— BEGIN INPUT ROWS —

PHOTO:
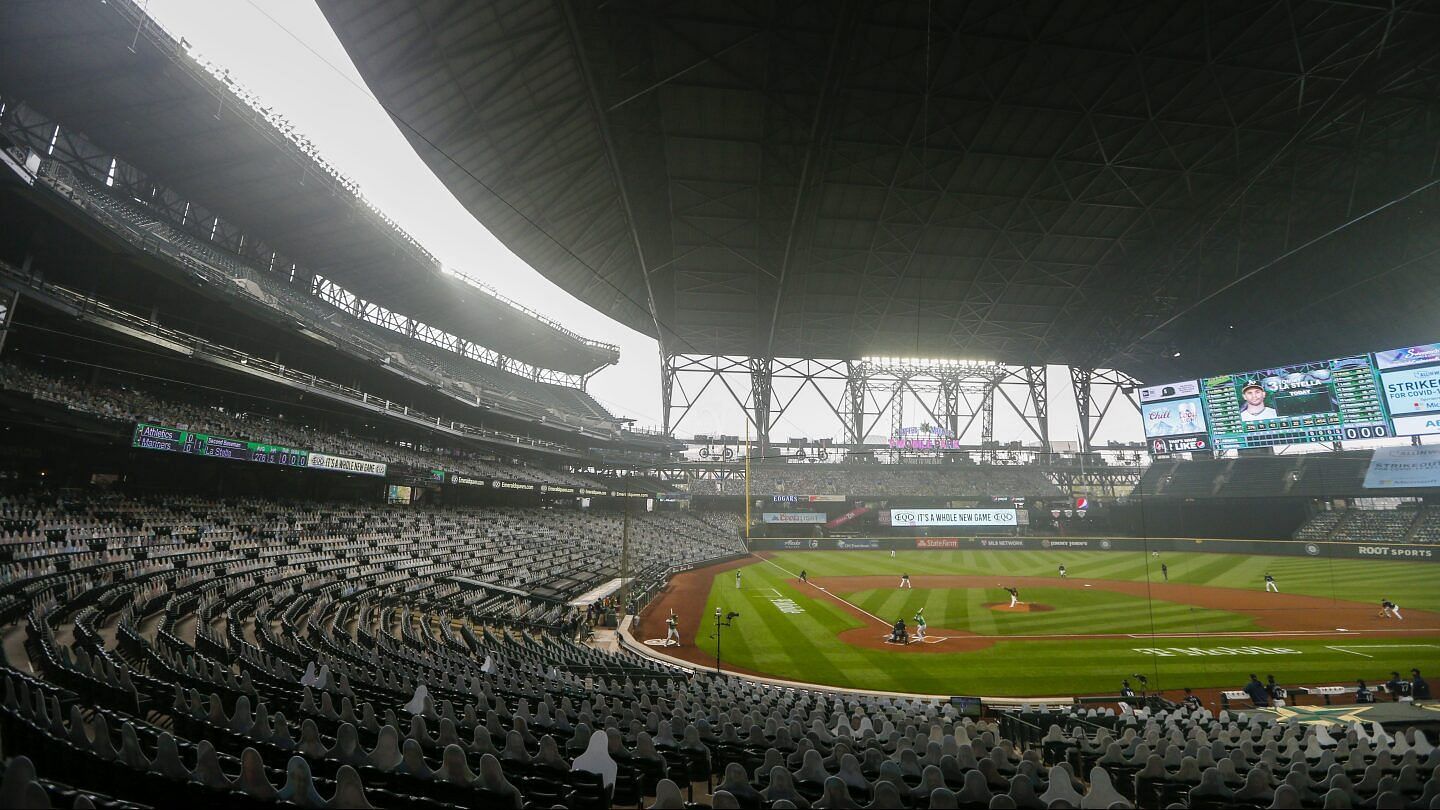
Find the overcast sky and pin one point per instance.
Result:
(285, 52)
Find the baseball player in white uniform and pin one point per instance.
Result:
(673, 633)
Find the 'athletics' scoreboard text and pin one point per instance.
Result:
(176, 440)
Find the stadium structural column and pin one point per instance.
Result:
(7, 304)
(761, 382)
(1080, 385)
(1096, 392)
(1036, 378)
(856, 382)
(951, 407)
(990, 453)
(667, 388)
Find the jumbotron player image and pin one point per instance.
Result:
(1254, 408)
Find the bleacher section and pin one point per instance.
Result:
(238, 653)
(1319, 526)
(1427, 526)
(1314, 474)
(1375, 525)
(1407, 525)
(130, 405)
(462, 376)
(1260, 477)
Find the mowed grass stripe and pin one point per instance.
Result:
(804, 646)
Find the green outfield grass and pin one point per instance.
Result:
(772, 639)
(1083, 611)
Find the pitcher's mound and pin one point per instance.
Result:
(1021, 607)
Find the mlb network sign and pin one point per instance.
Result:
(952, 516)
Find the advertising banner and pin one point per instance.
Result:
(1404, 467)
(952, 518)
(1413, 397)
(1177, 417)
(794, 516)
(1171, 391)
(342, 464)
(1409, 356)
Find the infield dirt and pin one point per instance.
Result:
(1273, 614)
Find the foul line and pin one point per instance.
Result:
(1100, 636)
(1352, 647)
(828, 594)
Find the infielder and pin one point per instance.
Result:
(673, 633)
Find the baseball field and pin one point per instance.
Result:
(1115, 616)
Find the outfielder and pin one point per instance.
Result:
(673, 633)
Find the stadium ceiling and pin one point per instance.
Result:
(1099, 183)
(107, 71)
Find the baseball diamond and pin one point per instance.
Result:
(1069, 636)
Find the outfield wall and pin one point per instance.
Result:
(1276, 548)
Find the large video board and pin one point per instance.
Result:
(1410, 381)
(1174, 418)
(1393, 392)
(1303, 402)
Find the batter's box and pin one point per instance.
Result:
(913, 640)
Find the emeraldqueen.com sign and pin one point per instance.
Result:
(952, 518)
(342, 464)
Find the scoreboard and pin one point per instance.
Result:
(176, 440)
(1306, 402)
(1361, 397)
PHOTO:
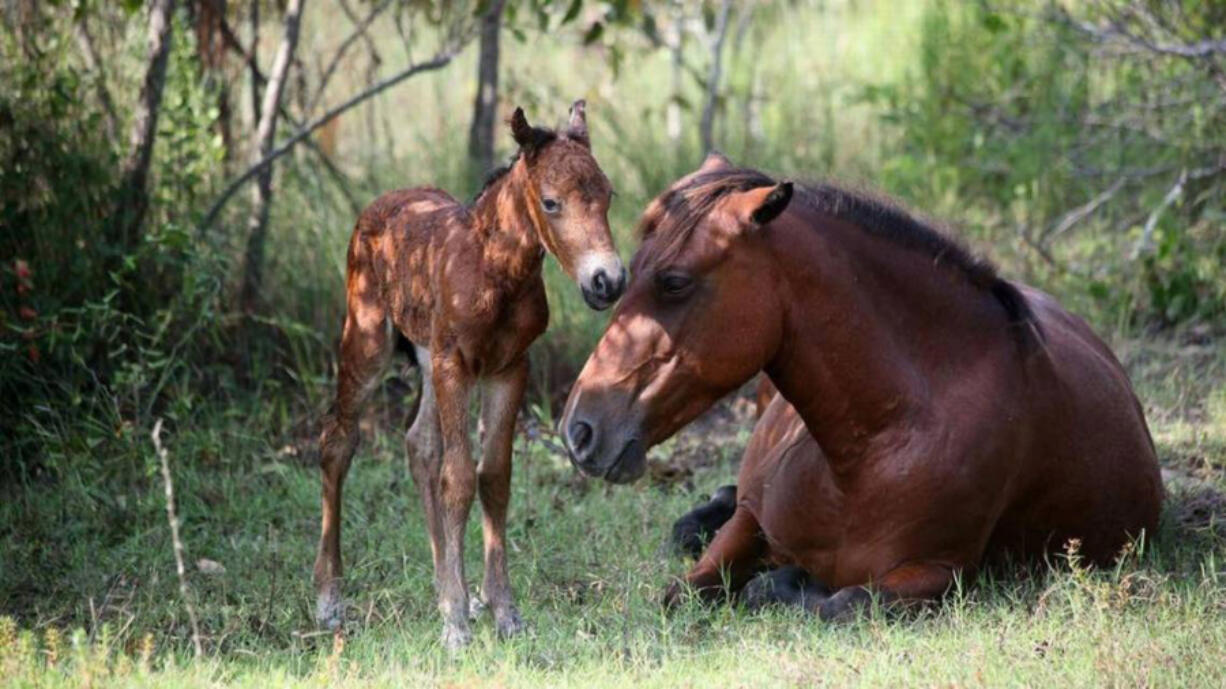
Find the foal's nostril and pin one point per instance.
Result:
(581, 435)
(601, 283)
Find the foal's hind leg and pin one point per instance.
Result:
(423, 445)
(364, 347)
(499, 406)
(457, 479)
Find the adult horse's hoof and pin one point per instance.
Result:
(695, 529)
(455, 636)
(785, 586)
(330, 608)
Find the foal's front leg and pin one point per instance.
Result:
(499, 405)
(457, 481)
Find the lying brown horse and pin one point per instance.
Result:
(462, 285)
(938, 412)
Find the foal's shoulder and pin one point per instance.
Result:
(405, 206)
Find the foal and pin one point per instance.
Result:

— END INPUT ROWS —

Copy every entry above line for line, with no changes, and leave the pictures out.

### RIGHT ANSWER
PHOTO:
Find the overcast sky and pin one point per instance.
Result:
(285, 52)
Find the baseball player in white uniform and pin one point per instance.
Result:
(673, 633)
Find the 'athletics' scoreboard text and pin one point per instance.
Result:
(176, 440)
Find the stadium structural column and pin one point per instance.
Result:
(7, 304)
(761, 382)
(1080, 385)
(1096, 392)
(1036, 378)
(856, 382)
(951, 407)
(990, 453)
(667, 388)
Find the jumbotron player image and pin one point per instance.
Result:
(1254, 408)
Find the bleacher section and pin one point per instance.
Result:
(238, 653)
(1319, 526)
(1427, 526)
(1314, 474)
(1375, 525)
(1407, 525)
(130, 405)
(462, 376)
(1260, 477)
Find the mowed grass stripe and pin one point per instance.
Result:
(804, 646)
Find the green outfield grass and pin one point per instance.
Result:
(772, 639)
(1083, 611)
Find the pitcher's mound and pin one point per instance.
Result:
(1021, 607)
Find the mlb network sign and pin one point per instance.
Result:
(952, 516)
Find the advertising banner and pin one point per instance.
Result:
(1404, 467)
(952, 518)
(1413, 397)
(1177, 417)
(794, 516)
(1171, 391)
(342, 464)
(1409, 356)
Find the infield dirt and pin one point per instance.
Result:
(1273, 614)
Find the foul line and pin one point per instance.
Result:
(1100, 636)
(1352, 647)
(828, 594)
Find the infielder and pin one point per instance.
Result:
(673, 633)
Find the baseball field and pin one point per instance.
Result:
(1115, 616)
Find the outfielder and pin one point per instance.
Result:
(673, 633)
Find the stadium ceiling and pin one point per instance.
Result:
(1099, 183)
(107, 71)
Find the baseball diamond and pin one point per instance.
Result:
(1069, 636)
Find the outfield wall and pin one point per instance.
Result:
(1276, 548)
Find the large video board and pin one point per instance.
Result:
(1410, 381)
(1174, 418)
(1393, 392)
(1303, 402)
Find the batter's box and pin one point per instance.
Result:
(913, 640)
Find the emeraldqueen.com sign and pin one point per instance.
Result:
(952, 518)
(342, 464)
Find the scoreboard and pin one point per instance.
Result:
(176, 440)
(1306, 402)
(1361, 397)
PHOTO:
Find the foal's nostril and pin one point per instance.
Result:
(581, 435)
(601, 283)
Find the foal's hind leg and pin one point per instance.
Result:
(423, 445)
(364, 347)
(499, 406)
(457, 479)
Find the adult horse's hoof and pin one point per instance.
Result:
(695, 529)
(455, 636)
(785, 586)
(330, 608)
Find the foal's front leg and pin one point per instance.
Result:
(499, 405)
(457, 481)
Find the lying brown horse and pin one point per instance.
Result:
(462, 285)
(938, 412)
Find the foal's shoulder and pin one point per instance.
Result:
(405, 206)
Find the foal and pin one point per instance.
Result:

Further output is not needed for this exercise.